_Natural-language object grounding data_.
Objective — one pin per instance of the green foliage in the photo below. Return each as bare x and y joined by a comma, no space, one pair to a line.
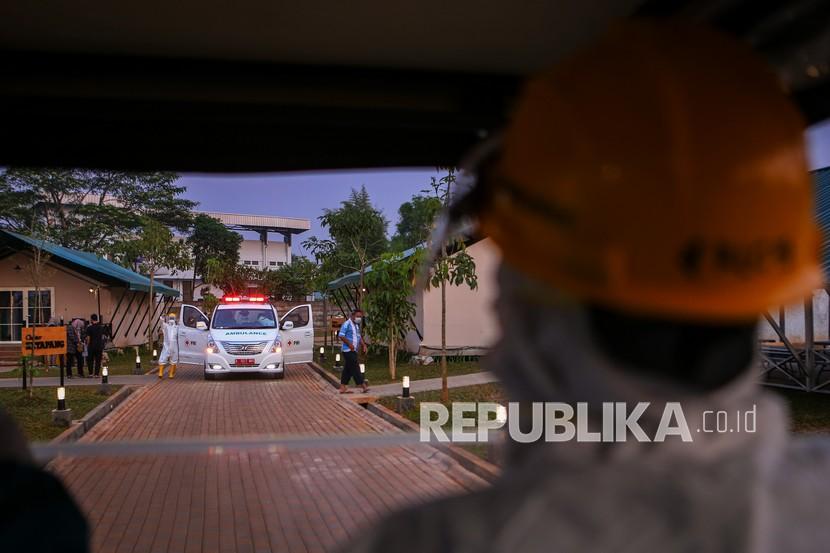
209,303
92,211
459,268
154,247
389,307
358,236
455,270
208,239
417,217
292,281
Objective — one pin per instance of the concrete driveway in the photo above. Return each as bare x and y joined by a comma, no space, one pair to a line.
248,501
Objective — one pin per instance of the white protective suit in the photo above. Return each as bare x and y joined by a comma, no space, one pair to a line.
170,349
728,492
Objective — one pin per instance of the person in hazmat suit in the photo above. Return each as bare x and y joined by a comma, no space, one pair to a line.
170,349
651,199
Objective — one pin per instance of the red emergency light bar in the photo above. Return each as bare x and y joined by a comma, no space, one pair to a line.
243,299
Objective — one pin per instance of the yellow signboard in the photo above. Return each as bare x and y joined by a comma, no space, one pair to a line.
44,340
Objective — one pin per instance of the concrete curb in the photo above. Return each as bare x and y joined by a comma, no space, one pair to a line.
473,463
81,426
327,376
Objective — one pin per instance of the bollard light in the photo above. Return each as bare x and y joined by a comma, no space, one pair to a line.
61,398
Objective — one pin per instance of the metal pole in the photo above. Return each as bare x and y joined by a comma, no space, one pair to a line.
809,342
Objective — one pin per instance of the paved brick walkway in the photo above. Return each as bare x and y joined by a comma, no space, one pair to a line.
252,501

_WORK TO COMPLETE_. Print exactly, and only, the lines running from the one that contains "Objective — one pin per instance of the concrete curb" to the last line of the records above.

_OUTPUT OF THE EXERCISE_.
Objective — one pin per instance of the concrete curb in the photo above. Return each as bare x and y joined by a comma, no space, one pair to a line.
473,463
81,426
327,376
Objective — one pin per instance of the bollard light in the photo above. Return each as bare x and y joined by a comma, no space, one pair to a line.
61,398
Objective — one pin per instance of the metal pole in the photo above. Return each as bare x and y joined by a comma, no space, one pair to a line.
809,342
Objective — one pin per instance of the paved brick walkway in the photo above. Return each as bare x and y joined by a comma, no space, one pair to a line.
252,501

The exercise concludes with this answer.